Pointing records
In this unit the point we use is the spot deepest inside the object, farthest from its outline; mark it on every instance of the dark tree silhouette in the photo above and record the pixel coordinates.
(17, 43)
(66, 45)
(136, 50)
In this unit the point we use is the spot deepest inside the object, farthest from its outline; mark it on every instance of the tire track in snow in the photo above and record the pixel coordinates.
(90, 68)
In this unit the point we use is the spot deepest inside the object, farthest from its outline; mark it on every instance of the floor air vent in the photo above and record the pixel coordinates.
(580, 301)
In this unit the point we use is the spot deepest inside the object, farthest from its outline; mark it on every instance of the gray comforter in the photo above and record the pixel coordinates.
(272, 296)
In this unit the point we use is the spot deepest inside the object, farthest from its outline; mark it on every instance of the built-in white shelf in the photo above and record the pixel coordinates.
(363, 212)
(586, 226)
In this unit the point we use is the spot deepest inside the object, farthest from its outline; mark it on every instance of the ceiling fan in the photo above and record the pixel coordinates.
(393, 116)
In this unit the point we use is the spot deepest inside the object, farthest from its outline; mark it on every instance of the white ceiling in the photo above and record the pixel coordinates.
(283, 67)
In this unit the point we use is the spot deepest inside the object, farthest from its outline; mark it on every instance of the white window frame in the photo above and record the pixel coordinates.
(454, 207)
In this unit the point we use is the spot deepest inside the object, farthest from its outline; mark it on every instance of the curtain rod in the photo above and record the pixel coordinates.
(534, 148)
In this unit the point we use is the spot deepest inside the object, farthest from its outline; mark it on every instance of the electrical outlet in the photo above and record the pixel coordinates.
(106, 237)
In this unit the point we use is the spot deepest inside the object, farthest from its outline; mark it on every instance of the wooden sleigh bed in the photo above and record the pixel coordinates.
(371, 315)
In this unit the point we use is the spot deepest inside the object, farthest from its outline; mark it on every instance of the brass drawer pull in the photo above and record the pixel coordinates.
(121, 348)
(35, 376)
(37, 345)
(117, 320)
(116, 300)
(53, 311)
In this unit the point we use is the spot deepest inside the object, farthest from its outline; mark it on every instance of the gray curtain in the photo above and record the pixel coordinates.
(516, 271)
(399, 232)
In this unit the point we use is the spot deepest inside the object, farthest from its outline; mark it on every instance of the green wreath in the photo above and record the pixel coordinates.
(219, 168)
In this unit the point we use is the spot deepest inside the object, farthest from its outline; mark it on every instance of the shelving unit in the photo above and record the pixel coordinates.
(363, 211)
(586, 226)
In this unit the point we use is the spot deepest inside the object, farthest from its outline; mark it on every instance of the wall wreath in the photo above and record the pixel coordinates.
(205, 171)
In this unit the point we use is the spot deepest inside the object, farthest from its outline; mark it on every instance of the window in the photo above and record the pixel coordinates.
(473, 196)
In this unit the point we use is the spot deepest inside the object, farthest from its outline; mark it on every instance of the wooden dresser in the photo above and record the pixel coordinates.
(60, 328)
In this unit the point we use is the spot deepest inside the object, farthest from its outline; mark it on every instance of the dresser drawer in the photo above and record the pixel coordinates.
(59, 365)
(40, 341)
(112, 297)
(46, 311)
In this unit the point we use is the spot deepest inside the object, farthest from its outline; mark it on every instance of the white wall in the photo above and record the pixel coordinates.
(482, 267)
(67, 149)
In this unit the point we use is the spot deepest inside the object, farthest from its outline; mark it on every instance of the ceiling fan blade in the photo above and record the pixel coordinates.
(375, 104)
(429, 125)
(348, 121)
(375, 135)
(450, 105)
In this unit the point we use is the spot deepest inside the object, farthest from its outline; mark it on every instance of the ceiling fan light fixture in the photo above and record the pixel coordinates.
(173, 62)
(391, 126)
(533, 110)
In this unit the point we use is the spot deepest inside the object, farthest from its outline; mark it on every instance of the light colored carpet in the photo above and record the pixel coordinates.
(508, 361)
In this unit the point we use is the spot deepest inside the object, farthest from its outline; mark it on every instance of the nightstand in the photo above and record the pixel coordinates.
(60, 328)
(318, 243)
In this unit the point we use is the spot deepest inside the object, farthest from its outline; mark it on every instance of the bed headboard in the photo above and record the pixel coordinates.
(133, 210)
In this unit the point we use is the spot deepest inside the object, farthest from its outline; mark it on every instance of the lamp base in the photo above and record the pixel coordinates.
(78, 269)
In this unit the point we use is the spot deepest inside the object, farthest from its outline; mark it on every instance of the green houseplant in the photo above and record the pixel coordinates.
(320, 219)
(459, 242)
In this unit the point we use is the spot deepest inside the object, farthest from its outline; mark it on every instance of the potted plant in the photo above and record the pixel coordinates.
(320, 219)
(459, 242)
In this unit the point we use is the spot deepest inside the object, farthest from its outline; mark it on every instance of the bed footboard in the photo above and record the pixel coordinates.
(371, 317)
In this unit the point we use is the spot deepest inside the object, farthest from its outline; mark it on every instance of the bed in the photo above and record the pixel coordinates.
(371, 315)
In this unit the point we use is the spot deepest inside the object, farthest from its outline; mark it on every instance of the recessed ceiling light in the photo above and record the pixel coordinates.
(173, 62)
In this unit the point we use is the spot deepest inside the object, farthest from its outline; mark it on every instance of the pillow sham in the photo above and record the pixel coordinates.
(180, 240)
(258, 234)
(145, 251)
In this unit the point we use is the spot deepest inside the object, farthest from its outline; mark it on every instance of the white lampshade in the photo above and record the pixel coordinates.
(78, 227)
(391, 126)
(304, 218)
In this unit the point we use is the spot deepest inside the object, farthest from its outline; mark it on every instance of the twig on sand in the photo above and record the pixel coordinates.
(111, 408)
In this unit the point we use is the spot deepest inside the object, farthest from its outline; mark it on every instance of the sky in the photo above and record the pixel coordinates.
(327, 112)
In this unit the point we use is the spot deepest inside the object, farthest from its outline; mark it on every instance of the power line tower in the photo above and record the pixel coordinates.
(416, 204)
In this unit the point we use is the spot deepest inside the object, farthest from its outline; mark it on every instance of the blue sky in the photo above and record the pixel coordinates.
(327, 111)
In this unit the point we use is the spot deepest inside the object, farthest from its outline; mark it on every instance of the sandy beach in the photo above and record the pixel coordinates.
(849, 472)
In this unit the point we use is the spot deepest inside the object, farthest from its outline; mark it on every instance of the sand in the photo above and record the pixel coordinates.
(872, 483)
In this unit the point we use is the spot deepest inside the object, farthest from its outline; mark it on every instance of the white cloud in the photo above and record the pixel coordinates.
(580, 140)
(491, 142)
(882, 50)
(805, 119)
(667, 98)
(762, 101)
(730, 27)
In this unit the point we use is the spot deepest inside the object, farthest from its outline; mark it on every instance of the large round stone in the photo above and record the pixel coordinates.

WHAT THE TASK ASKS
Write out the lines above, starting at the line that contains "the sand in" and ending with the final line, and nothing else; copy them exactly.

REPLY TO THE EXERCISE
In this unit the point we use is the spot deepest inside the object, farthest from its outline; mark it on every instance of the sand in the photo above and record the pixel coordinates.
(872, 483)
In this unit the point we use is the spot deepest inside the object, farthest from its outline; mark it on every instance of the white cloud in the photo above and record the pixel coordinates.
(580, 140)
(491, 142)
(882, 50)
(805, 119)
(667, 98)
(762, 101)
(730, 27)
In this unit the point we use is the spot deepest inside the object, farthest from its outline; mark it on every instance of the large round stone in the photo above and record the pixel coordinates.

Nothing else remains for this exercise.